Start of DATA RECORDS
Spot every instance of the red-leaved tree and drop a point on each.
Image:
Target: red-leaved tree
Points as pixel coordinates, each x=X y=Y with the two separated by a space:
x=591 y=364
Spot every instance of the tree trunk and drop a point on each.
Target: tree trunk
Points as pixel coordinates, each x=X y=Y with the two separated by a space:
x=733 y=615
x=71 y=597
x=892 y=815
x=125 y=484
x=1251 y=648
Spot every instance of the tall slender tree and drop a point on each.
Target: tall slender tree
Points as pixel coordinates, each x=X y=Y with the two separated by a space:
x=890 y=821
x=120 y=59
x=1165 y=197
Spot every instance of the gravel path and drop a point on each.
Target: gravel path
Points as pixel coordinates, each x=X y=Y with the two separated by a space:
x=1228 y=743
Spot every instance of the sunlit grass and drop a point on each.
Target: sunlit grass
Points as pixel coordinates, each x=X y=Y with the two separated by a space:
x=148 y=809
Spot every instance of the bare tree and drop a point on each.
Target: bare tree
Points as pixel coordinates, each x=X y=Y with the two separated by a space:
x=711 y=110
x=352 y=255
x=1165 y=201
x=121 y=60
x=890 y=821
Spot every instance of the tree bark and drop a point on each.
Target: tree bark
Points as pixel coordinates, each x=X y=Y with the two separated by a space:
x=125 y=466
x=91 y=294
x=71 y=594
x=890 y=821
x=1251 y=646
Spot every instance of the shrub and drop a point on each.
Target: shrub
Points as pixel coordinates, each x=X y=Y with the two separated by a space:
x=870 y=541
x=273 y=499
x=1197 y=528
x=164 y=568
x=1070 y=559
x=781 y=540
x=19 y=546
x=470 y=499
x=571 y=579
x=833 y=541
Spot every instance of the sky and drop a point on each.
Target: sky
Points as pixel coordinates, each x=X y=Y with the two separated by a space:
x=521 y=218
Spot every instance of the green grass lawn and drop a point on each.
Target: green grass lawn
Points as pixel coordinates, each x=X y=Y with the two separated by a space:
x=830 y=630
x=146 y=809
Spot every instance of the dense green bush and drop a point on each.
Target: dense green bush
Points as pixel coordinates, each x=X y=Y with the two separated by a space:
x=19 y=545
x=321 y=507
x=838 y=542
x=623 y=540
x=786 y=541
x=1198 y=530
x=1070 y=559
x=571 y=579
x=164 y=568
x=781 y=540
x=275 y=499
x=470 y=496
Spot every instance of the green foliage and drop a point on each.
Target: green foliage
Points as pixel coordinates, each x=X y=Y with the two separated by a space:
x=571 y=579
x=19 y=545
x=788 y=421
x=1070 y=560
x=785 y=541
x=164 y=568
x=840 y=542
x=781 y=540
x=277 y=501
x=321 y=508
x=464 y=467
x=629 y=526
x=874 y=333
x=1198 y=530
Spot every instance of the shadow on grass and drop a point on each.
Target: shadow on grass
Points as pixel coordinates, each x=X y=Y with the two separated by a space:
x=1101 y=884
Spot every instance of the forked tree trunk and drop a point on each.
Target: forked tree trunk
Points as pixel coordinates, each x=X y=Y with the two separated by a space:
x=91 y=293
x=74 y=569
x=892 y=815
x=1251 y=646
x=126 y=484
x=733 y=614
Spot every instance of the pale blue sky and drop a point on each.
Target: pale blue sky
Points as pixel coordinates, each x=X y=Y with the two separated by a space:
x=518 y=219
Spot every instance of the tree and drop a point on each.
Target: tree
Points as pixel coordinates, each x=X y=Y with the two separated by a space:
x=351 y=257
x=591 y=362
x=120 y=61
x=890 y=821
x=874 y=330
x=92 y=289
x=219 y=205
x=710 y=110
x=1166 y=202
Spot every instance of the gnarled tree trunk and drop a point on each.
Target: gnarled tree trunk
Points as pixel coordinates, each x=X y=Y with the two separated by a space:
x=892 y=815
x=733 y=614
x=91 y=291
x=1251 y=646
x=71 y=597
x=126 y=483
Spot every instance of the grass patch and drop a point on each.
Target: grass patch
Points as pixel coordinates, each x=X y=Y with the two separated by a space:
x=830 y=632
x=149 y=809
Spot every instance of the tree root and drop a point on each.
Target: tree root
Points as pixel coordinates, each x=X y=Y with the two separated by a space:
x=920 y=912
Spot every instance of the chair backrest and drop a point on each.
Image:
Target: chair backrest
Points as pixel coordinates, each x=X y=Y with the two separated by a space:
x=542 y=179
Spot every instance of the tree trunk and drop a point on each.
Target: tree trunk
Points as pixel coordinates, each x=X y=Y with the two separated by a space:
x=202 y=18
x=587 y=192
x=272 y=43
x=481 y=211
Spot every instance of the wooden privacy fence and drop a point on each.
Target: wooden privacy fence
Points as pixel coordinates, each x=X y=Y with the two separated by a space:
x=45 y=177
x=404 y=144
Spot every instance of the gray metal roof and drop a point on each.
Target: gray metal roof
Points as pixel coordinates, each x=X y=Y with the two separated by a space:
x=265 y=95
End of DATA RECORDS
- _EXERCISE_: Having gone through the data above, repeat it exactly.

- _SOLUTION_:
Spot every instance of the red-leaved tree and drop a point on each.
Image:
Target: red-leaved tree
Points as pixel coordinates, each x=X y=Y with the two separated by a space:
x=591 y=364
Spot every instance of the tree trunk and drop a point on each.
Target: tree trunk
Points as pixel coordinates, each x=X y=Y with the two separated by a space:
x=733 y=615
x=71 y=597
x=892 y=815
x=125 y=484
x=1251 y=648
Spot every instance of the tall slender tree and drop a point on each.
Target: tall slender tree
Points as pixel coordinates, each x=X y=Y with the two separated by a space:
x=890 y=821
x=120 y=59
x=1165 y=197
Spot every instance of the gravel path and drop a point on each.
Target: gravel path
Points as pixel coordinates, each x=X y=Y with the two separated by a space:
x=1228 y=743
Spot every instance of the sunlit grass and drop a point on each.
Target: sunlit grass
Points as pixel coordinates, each x=X y=Y with the two separated by a space:
x=148 y=809
Spot every instance of the bare tree and drop a point on each.
Target: bare tree
Points as pixel coordinates, each x=X y=Y with the two separated by a space:
x=711 y=110
x=352 y=255
x=1165 y=201
x=121 y=60
x=890 y=821
Spot every instance of the tree bark and drop a point on each.
Target: tree bark
Points as pixel coordinates, each x=X y=Y with the two separated by a space:
x=125 y=466
x=91 y=294
x=71 y=594
x=890 y=821
x=1251 y=646
Spot every instance of the shrub and drop a point on each.
Target: shrub
Points as pixel coordinates, each x=X y=Y with the two separated by a space:
x=870 y=541
x=273 y=499
x=1197 y=528
x=164 y=568
x=1070 y=559
x=781 y=540
x=19 y=546
x=470 y=499
x=571 y=579
x=833 y=541
Spot every instance of the sky and drop a point on each.
Target: sky
Points as pixel coordinates, each x=X y=Y with the two separated by a space:
x=521 y=218
Spot every instance of the green grass lawn and drop a point on each.
Target: green grass lawn
Points as pixel coordinates, each x=X y=Y with the two separated by a space:
x=830 y=630
x=146 y=809
Spot every instance of the dense green bush and drop a point on each.
Target: dense green bush
Points as pixel coordinates, each x=X y=Y with the two separated by a space:
x=19 y=545
x=321 y=507
x=838 y=542
x=623 y=540
x=786 y=541
x=1198 y=530
x=1070 y=559
x=571 y=579
x=164 y=568
x=781 y=540
x=275 y=499
x=470 y=496
Spot every instance of the green foliage and drop a point on each.
Target: green foliage
Points as pixel coordinates, each x=X y=Y with the two separated by a space:
x=571 y=579
x=19 y=545
x=788 y=421
x=1070 y=560
x=785 y=541
x=164 y=568
x=840 y=542
x=781 y=540
x=277 y=501
x=321 y=508
x=464 y=467
x=629 y=526
x=874 y=333
x=1198 y=530
Spot every instance of the shadow on grass and drop a point on each.
Target: shadow on grass
Points as pixel coordinates, each x=X y=Y with the two separated by a space:
x=1101 y=884
Spot every instance of the forked tree trunk and drop a point on each.
Target: forked tree trunk
Points as pixel coordinates, each x=X y=Y with the two separated by a space:
x=91 y=293
x=74 y=569
x=892 y=815
x=1251 y=646
x=126 y=484
x=733 y=614
Spot every instance of the pale blue sky and drop a point on each.
Target: pale blue sky
Points as pixel coordinates, each x=X y=Y with the two separated by a space:
x=518 y=219
Spot every instance of the tree and drop a point on each.
Target: tree
Points as pixel coordinates, each x=X y=Y with the two separated by a space:
x=351 y=257
x=591 y=362
x=120 y=61
x=890 y=821
x=874 y=330
x=92 y=289
x=219 y=205
x=710 y=110
x=1166 y=202
Spot every instance of the gnarled tree trunk and drop a point on each.
Target: gnarled tree trunk
Points as pixel coordinates, each x=X y=Y with the two separated by a space:
x=892 y=815
x=733 y=614
x=91 y=291
x=1251 y=646
x=71 y=597
x=126 y=483
Spot every instance of the grass patch and drop a point on each.
Target: grass patch
Points as pixel coordinates, each x=X y=Y with the two separated by a space:
x=830 y=632
x=149 y=809
Spot every instance of the tree root and drop a point on each.
Target: tree root
Points as pixel coordinates, each x=X y=Y with the two separated by a space:
x=920 y=912
Spot every instance of the chair backrest and drop a point on each.
Image:
Target: chair backrest
Points as pixel coordinates, each x=X y=Y with the two separated by a space:
x=542 y=179
Spot every instance of the tree trunk and drop a point on each.
Target: tree trunk
Points as pixel coordinates, each x=X y=Y with the two separated by a space:
x=202 y=18
x=587 y=192
x=272 y=43
x=481 y=211
Spot every instance of the wooden privacy fence and drop a point on each.
Target: wooden privacy fence
Points as pixel coordinates, each x=X y=Y with the two separated by a space:
x=45 y=177
x=404 y=144
Spot every instance of the gray metal roof and drop a point on each.
Target: gray metal roof
Points as pixel coordinates, each x=X y=Y with the two separated by a space:
x=265 y=95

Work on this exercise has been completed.